OBJECTIVE >> Reproduce verbatim the lines of the entries below, beginning with the line that contains "Identify one point on each instance of the shirt collar" and continuing through the last line of the entries, both ends included.

::::

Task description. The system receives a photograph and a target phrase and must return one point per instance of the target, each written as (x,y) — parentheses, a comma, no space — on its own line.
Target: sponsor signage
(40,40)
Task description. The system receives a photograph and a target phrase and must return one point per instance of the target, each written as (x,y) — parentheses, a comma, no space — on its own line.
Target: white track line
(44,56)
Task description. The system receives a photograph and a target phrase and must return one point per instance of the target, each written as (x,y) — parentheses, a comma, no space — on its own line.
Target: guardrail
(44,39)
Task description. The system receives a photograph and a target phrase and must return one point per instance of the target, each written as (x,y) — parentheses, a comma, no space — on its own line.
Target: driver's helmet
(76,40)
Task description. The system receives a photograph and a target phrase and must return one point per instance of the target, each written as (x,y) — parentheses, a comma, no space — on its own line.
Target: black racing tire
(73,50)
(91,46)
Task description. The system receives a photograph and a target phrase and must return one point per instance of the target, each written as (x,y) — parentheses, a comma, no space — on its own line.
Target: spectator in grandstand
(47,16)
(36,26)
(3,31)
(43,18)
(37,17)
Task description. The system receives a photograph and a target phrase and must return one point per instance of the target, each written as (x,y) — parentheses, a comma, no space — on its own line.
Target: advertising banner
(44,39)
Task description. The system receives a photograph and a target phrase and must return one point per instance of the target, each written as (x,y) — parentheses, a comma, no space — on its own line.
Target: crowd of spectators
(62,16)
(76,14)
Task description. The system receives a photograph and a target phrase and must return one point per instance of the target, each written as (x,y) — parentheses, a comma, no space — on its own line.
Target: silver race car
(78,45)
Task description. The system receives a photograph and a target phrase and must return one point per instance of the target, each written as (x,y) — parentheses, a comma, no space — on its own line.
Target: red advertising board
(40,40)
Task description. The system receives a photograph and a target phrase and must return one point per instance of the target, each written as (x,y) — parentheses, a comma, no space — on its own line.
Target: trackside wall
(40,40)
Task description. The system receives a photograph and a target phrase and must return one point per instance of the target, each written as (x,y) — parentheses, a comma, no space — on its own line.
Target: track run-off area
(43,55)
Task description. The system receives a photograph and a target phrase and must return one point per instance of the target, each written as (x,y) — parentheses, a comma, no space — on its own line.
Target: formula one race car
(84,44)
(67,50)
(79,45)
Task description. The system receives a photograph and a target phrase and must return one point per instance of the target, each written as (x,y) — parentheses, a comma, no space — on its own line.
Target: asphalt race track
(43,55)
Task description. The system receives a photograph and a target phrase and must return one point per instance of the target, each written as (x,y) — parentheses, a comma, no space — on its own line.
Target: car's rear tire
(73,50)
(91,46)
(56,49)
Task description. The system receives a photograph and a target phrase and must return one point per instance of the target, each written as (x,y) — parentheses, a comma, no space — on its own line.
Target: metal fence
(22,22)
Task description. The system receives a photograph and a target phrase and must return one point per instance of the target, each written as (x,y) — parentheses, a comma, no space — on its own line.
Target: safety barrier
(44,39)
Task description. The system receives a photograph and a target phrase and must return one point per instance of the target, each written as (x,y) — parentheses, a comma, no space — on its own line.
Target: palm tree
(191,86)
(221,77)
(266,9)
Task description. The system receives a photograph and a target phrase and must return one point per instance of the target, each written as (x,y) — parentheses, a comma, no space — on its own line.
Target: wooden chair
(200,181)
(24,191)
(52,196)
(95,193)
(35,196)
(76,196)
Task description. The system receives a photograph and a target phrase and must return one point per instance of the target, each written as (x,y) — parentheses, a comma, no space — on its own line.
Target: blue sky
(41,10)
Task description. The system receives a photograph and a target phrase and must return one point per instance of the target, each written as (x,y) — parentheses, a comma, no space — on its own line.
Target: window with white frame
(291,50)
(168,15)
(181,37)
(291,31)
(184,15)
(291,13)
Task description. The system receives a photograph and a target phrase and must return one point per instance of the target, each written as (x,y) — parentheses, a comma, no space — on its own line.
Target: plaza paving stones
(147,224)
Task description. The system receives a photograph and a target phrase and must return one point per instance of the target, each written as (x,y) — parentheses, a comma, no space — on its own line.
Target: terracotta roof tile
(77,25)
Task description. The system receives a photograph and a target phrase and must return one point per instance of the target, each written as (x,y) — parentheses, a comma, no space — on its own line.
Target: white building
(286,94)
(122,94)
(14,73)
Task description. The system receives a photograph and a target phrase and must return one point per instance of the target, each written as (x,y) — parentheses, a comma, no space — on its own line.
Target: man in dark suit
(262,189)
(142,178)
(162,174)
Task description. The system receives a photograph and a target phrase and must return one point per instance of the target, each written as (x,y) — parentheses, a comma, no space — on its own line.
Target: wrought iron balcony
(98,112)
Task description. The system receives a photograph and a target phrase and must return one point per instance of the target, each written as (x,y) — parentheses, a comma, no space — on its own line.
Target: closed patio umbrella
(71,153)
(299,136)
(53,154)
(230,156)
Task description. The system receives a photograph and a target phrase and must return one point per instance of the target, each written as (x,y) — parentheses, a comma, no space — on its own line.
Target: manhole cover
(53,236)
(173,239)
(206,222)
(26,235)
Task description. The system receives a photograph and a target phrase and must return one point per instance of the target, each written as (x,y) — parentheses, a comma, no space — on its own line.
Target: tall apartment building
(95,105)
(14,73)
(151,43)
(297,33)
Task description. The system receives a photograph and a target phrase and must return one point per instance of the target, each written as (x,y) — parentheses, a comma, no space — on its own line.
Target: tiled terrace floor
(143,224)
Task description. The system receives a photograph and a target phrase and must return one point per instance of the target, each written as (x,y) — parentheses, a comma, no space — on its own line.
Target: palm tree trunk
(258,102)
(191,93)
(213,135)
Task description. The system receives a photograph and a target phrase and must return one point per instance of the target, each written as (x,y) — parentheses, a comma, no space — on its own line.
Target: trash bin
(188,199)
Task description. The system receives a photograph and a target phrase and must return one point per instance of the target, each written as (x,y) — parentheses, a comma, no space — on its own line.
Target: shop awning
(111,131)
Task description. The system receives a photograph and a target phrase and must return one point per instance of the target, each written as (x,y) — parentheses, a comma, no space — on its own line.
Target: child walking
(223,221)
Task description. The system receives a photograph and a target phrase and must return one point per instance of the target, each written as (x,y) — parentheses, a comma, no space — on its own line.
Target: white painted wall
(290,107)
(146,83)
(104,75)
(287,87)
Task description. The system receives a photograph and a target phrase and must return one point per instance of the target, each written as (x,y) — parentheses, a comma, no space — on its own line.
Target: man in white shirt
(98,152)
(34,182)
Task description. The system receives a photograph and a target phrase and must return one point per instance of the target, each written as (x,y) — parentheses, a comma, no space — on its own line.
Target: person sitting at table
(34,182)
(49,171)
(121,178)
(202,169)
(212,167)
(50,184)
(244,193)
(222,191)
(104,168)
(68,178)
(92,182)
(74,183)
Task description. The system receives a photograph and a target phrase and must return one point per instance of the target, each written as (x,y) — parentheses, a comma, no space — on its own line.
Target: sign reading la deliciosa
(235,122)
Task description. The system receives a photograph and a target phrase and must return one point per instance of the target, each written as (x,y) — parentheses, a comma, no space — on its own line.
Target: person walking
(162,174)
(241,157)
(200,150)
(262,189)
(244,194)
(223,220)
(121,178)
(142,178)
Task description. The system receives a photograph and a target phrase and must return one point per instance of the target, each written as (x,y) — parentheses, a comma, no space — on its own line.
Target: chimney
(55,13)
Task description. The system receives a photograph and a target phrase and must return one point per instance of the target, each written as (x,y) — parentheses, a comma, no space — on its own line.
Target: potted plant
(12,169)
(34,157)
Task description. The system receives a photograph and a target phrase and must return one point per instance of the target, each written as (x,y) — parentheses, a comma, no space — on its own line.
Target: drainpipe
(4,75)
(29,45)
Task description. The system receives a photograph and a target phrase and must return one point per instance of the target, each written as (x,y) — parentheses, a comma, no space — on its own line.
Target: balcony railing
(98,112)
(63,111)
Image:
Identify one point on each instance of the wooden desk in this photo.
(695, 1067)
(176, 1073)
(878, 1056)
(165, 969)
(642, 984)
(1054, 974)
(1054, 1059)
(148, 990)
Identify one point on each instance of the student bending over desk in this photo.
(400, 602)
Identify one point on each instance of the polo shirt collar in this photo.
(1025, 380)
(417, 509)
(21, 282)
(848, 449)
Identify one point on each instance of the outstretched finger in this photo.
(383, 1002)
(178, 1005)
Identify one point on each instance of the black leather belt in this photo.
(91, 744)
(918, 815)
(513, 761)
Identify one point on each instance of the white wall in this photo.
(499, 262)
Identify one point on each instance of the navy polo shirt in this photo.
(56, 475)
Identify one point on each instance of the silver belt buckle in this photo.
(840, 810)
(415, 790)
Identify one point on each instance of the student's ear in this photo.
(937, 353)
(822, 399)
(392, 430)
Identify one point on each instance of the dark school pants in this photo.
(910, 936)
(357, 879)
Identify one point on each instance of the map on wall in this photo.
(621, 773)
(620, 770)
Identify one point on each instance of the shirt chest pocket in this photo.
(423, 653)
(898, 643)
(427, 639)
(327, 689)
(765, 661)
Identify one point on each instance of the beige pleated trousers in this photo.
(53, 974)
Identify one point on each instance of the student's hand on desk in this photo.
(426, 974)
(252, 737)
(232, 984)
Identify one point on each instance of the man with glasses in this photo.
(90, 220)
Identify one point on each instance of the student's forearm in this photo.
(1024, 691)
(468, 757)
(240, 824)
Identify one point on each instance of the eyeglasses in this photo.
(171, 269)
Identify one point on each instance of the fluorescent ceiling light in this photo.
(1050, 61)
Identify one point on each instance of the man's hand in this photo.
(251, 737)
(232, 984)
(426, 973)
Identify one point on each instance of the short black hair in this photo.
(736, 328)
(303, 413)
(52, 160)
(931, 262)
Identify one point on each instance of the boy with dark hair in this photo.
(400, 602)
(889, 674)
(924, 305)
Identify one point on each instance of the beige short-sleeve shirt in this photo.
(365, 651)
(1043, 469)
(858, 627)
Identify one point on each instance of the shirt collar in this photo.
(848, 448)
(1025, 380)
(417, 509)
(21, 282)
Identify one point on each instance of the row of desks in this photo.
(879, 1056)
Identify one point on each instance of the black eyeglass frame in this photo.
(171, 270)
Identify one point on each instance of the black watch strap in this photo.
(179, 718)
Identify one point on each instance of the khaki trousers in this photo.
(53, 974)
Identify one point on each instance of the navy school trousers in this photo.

::::

ANSWER IN FULL >>
Identify one point on each instance of the shirt collar in this photo.
(848, 448)
(1025, 380)
(417, 509)
(21, 282)
Identify one point on each instance of the row of desks in this photo.
(879, 1056)
Identify one point on each instance of the black eyeglass frame in this photo.
(171, 270)
Identify one point on each instance of the black watch strap in this photo.
(179, 718)
Identify one point on each instance of the khaki trousers in this photo.
(53, 974)
Identify one point on each instance of the navy school trousers in this photo.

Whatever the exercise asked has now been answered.